EXERCISES:
• 1. Transcribe the stretch of the article on John Cena's United States Title open challenges from "Obvious writing off" through "an obvious ending.".
• 2. According to the article on John Cena's United States Title open challenges, how many title defenses did Rusev have in his entire reign?
• 3. Continue the article on John Cena's United States Title open challenges, starting after its final sentence.

We’re well past Wrestlemania season at this point and the major stories are mostly wrapped up. The big events of the post-Wrestlemania episode of “Monday Night Raw” started the unofficial new year and brought with it some new talent, some new stories and some new ideas. One of these has me more interested than the others: John Cena’s weekly open challenges for the United States Title. Today we’re going to look at why this might be the best thing to happen to the title in years.

People have spent months talking about how to make the midcard titles mean more than they have in recent years. It’s no secret that both the United States and Intercontinental Titles have gone downhill in the last few years and something needed to change. Above all else, the title isn’t defended that often. Let’s take a look at some numbers from just this year alone.

In the ten days since Cena won the title, he has successfully defended it on TV twice. By comparison, counting the loss to Cena at “Wrestlemania XXXI”, the previous champion Rusev had defended the title twice in all of the year 2015 combined. In his entire reign, Rusev had a total of six defenses. That’s six defenses dating in roughly five months. Assuming the weekly defenses last and Cena holds the title, he will tie Rusev’s number of defenses on the “Monday Night Raw” after “Extreme Rules 2015.” In less than a month, Cena will tie the mark Rusev set in five months.

The worst part is that’s not just an issue with Rusev’s reign. A quick look back at the last five US Title reigns show us the following number of televised title defenses (including pay per view and WWE Network shows):

Sheamus – Seven defenses in about six months

Dean Ambrose – 14 defenses in just under 12 months

Kofi Kingston – Two defenses in about a month

Cesaro – 12 defenses in about eight months

Santino Marella – Six defenses in about five and a half months

That takes us back just over three years. In the span of three years and five champions, we’re lucky to get an average of a single televised title defense a month. Given the horrible lack of build to the majority of the title defenses these days, it was even rarer to find a title defense that actually felt like something special.

Now Cena’s defenses aren’t going to be able to be built up with just a random title challenger of the month, but that’s where we get to the second major point about the open challenge: it offers fresh matches. Let’s go back to those numbers for a bit and break them down a little bit. Here are the six title defenses for Rusev:

John Cena (twice) (2)

Dean Ambrose (2)

Jack Swagger (7)

Battle Royal

Sheamus (2)

Obvious writing off the battle royal, you might have noticed a number in parentheses. That number is the amount of time Rusev fought that person on television or pay per view in a singles match in the last year. Comparing these two Cena’s two defenses so far and counting the defenses towards the totals, Cena has fought Ambrose twice on TV/PPV in a year and Stardust once.

In other words, this series of challenges offers some fresh matchups. In the span of a year, Rusev fought Jack Swagger seven times and lost to him once. How is that supposed to be interesting? We get the concept: Rusev can beat Swagger and has done so several times. What would you rather see: a match you’ve seen several times in recent months with very little doubt as to who is going to win, or a match you’ve either never seen or might not have such an obvious ending.

RECORDS SHOWN:
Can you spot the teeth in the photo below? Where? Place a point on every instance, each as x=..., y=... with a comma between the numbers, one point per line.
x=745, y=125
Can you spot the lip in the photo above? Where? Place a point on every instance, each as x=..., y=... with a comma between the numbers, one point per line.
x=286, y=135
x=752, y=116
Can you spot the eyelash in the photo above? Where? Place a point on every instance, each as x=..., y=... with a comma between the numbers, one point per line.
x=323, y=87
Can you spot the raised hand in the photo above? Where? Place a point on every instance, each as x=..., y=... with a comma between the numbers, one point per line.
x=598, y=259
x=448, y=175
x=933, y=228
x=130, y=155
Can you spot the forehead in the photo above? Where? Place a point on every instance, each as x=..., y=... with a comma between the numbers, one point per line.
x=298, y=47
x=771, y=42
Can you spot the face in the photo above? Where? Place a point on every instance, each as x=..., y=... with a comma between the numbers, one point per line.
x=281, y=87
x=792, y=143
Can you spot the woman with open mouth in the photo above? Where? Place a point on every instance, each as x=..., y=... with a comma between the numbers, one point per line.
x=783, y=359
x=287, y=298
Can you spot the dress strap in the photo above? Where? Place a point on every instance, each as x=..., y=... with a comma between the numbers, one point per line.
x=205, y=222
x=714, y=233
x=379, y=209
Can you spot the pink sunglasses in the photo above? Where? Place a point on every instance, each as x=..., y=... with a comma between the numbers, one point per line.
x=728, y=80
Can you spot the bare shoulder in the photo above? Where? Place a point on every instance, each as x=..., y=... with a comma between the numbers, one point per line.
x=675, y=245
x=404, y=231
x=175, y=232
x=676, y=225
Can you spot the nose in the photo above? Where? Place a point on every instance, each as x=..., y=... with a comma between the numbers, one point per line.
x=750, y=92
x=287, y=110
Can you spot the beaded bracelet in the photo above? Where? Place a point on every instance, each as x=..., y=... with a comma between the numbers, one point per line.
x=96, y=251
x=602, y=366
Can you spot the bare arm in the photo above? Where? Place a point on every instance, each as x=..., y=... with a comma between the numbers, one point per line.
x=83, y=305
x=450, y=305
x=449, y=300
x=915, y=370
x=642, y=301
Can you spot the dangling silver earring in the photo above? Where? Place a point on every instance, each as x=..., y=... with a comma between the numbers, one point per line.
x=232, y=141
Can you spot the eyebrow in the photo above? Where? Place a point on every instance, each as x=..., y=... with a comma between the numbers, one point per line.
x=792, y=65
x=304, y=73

TASK-BY-TASK RESULTS:
• 1.
Obvious writing off the battle royal, you might have noticed a number in parentheses. That number is the amount of time Rusev fought that person on television or pay per view in a singles match in the last year. Comparing these two Cena’s two defenses so far and counting the defenses towards the totals, Cena has fought Ambrose twice on TV/PPV in a year and Stardust once.

In other words, this series of challenges offers some fresh matchups. In the span of a year, Rusev fought Jack Swagger seven times and lost to him once. How is that supposed to be interesting? We get the concept: Rusev can beat Swagger and has done so several times. What would you rather see: a match you’ve seen several times in recent months with very little doubt as to who is going to win, or a match you’ve either never seen or might not have such an obvious ending.

• 2. Six.

• 3.
Before someone calls me out on this, no I’m not saying Stardust beating Cena was a likely ending, but at least it was something new instead of the same match over and over again. I remember seeing a graphic for Rusev vs. Swagger in one of their most recent matches and saying to my TV: “Why? Why are we seeing this match again?” I can’t say that about a match I’ve never seen before and maybe it’s going to entertain me.

That brings me to the last and possibly most important item: facing Cena makes anyone look like a bigger deal than they are otherwise. Cena is still the biggest star in the company and one of the biggest of all time so rubbing elbows with him is going to be a big night for an opponent.

Look back to the night Damien Sandow cashed in his Money in the Bank contract on Cena back in 2013. That one match, which didn’t even last fifteen minutes, was one of the top moments of Sandow’s career up to that point. Even though it wasn’t likely that he was going to win the title, being in the ring against Cena and challenging for a title made him a big deal, even if it was just for one night. If WWE had actually followed up on that idea, maybe Sandow could have been turned into a bigger star than he was. Either way, at least he had that one really awesome moment.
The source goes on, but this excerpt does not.